* [Exercise task]:
Extract every line of the data below and reproduce each one character for character, in its original order.
= = = =
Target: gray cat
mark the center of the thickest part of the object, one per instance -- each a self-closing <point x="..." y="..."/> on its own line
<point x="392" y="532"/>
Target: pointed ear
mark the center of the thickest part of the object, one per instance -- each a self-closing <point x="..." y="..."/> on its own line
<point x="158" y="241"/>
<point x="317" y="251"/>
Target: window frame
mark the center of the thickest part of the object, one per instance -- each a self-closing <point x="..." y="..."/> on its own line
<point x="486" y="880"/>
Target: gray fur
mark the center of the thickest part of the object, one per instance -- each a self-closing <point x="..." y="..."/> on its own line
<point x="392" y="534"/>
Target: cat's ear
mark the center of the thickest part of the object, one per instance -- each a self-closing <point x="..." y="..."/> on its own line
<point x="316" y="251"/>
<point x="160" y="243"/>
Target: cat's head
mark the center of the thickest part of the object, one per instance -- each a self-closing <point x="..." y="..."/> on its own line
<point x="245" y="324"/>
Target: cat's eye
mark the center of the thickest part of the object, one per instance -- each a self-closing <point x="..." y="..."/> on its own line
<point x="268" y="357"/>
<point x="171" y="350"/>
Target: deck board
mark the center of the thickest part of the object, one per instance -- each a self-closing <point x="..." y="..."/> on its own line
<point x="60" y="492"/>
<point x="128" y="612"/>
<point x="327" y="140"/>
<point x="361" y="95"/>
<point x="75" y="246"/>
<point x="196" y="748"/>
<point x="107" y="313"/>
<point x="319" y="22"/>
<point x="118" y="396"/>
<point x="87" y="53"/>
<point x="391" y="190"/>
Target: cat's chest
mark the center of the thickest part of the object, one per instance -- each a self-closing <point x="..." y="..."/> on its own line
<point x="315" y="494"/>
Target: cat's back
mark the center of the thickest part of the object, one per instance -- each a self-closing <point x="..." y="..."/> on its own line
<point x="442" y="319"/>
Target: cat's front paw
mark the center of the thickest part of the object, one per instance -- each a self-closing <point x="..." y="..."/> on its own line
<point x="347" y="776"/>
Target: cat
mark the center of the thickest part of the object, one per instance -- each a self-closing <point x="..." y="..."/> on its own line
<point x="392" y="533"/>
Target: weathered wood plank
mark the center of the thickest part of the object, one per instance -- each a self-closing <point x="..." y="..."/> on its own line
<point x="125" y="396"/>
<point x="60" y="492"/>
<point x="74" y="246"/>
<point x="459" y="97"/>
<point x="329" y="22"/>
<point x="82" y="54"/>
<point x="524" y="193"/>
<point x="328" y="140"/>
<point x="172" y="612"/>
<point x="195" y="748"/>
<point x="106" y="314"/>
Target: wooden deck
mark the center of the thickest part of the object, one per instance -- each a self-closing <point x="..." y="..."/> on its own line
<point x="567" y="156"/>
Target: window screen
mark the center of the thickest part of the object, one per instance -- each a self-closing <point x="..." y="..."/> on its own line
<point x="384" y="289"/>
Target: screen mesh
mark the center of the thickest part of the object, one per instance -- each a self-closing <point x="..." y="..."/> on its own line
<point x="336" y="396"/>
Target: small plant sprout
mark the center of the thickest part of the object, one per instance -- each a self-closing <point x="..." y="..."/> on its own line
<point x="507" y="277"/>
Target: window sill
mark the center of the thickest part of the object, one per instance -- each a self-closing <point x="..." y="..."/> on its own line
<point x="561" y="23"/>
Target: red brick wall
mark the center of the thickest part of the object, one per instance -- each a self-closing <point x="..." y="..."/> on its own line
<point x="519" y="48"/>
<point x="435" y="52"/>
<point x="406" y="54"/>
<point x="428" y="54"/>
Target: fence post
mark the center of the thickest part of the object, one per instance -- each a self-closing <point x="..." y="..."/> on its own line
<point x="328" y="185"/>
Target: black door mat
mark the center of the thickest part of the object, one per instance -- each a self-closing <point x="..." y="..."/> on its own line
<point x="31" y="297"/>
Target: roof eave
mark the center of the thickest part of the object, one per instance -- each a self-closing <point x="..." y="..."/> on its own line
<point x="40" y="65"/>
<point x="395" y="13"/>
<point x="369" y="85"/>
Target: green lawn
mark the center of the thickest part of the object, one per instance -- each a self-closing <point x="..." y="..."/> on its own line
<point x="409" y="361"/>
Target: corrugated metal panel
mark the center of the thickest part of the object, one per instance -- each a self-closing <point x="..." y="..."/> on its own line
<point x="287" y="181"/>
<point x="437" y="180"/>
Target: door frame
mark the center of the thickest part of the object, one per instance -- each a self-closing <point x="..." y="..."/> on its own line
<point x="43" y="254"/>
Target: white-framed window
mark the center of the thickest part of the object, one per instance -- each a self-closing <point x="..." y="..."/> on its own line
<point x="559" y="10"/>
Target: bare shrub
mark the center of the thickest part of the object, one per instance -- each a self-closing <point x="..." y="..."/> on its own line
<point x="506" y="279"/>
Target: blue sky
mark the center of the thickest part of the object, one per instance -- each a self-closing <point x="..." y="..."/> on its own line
= = = =
* [Task answer]:
Target: gray cat
mark the center of the thickest part of the object, one per instance -- each a self-closing <point x="..." y="..."/> on its own line
<point x="392" y="532"/>
Target: pointed ear
mark the center of the thickest part of the object, one per instance -- each a self-closing <point x="..." y="..."/> on its own line
<point x="158" y="241"/>
<point x="317" y="251"/>
Target: window frame
mark the center of the thickest part of the object, one per instance -- each a self-closing <point x="..." y="..."/> on its own line
<point x="486" y="880"/>
Target: gray fur
mark the center of the thickest part of the object, one per instance -- each a self-closing <point x="..." y="..."/> on its own line
<point x="392" y="534"/>
Target: cat's ear
mark the center of the thickest part of the object, one per instance -- each a self-closing <point x="..." y="..."/> on its own line
<point x="316" y="251"/>
<point x="160" y="243"/>
Target: cat's head
mark the center of the thickest part of the object, one per instance -- each a self-closing <point x="..." y="..."/> on its own line
<point x="245" y="324"/>
Target: cat's eye
mark the center of the thickest part of the object, one per instance -- each a self-closing <point x="..." y="..."/> on its own line
<point x="268" y="357"/>
<point x="171" y="350"/>
Target: deck board
mark the center of the thickest part of the object, one per instance -- each a self-closing <point x="..." y="..."/> on its own line
<point x="60" y="492"/>
<point x="128" y="612"/>
<point x="327" y="140"/>
<point x="361" y="95"/>
<point x="75" y="246"/>
<point x="196" y="748"/>
<point x="107" y="313"/>
<point x="319" y="22"/>
<point x="118" y="396"/>
<point x="87" y="53"/>
<point x="391" y="190"/>
Target: cat's chest
mark the center of the thickest part of the object, one per instance -- each a self-closing <point x="..." y="..."/> on its own line
<point x="315" y="494"/>
Target: cat's back
mark the center of the thickest part of the object, one per instance -- each a self-closing <point x="..." y="..."/> on its own line
<point x="442" y="319"/>
Target: cat's front paw
mark the center of the thickest part of the object, one per instance -- each a self-closing <point x="..." y="..."/> on its own line
<point x="347" y="776"/>
Target: cat
mark the center of the thickest part of the object, one per instance -- each a self-closing <point x="..." y="..."/> on its own line
<point x="392" y="533"/>
Target: weathered wood plank
mark the center of the thickest part of the object, one per instance -- each a self-closing <point x="..." y="..."/> on its own line
<point x="125" y="396"/>
<point x="60" y="492"/>
<point x="74" y="246"/>
<point x="459" y="97"/>
<point x="329" y="22"/>
<point x="82" y="54"/>
<point x="524" y="193"/>
<point x="328" y="140"/>
<point x="172" y="612"/>
<point x="195" y="748"/>
<point x="106" y="314"/>
Target: wooden deck
mark the center of the thickest part of the object, one per instance -- each a self-closing <point x="..." y="..."/> on its own line
<point x="567" y="156"/>
Target: window screen
mark the center of the thickest part of the object, one per instance -- each a self-closing <point x="..." y="..."/> on its own line
<point x="384" y="289"/>
Target: screen mesh
mark the center of the thickest part of the object, one per instance -- each a self-closing <point x="..." y="..."/> on its own line
<point x="336" y="396"/>
Target: small plant sprout
mark the center of the thickest part of the object, one per instance -- each a self-closing <point x="..." y="..."/> on its own line
<point x="507" y="277"/>
Target: window sill
mark the center of the thickest part of the object, one per instance -- each a self-closing <point x="..." y="..."/> on its own line
<point x="561" y="23"/>
Target: red brick wall
mark the center of the thickest part of the object, one per instance -- each a self-closing <point x="..." y="..."/> on its own line
<point x="519" y="48"/>
<point x="435" y="52"/>
<point x="406" y="54"/>
<point x="428" y="54"/>
Target: fence post
mark the center of the thickest part of the object, one per instance -- each a self-closing <point x="..." y="..."/> on its own line
<point x="328" y="185"/>
Target: black door mat
mark the center of the thickest part of the object, one per instance -- each a self-closing <point x="..." y="..."/> on its own line
<point x="31" y="297"/>
Target: roof eave
mark the center of the thickest part of the object, one per instance -- each a self-closing <point x="..." y="..."/> on its own line
<point x="40" y="65"/>
<point x="395" y="13"/>
<point x="369" y="85"/>
Target: green lawn
mark the center of the thickest part of the object, one per instance -- each a self-closing <point x="..." y="..."/> on its own line
<point x="409" y="361"/>
Target: corrugated metal panel
mark the center of the thickest part of the object, one per instance -- each a self-closing <point x="..." y="..."/> on its own line
<point x="287" y="181"/>
<point x="437" y="180"/>
Target: door frame
mark the center of the thickest part of the object, one per instance -- each a self-closing <point x="..." y="..."/> on its own line
<point x="43" y="254"/>
Target: white-framed window
mark the center of the thickest part of the object, one per instance -- each a self-closing <point x="..." y="..."/> on its own line
<point x="559" y="10"/>
Target: bare shrub
mark the center of the thickest part of the object, one per instance -- each a self-closing <point x="..." y="..."/> on its own line
<point x="506" y="279"/>
Target: blue sky
mark the center of the thickest part of the object, one per instance -- each a self-closing <point x="..." y="..."/> on its own line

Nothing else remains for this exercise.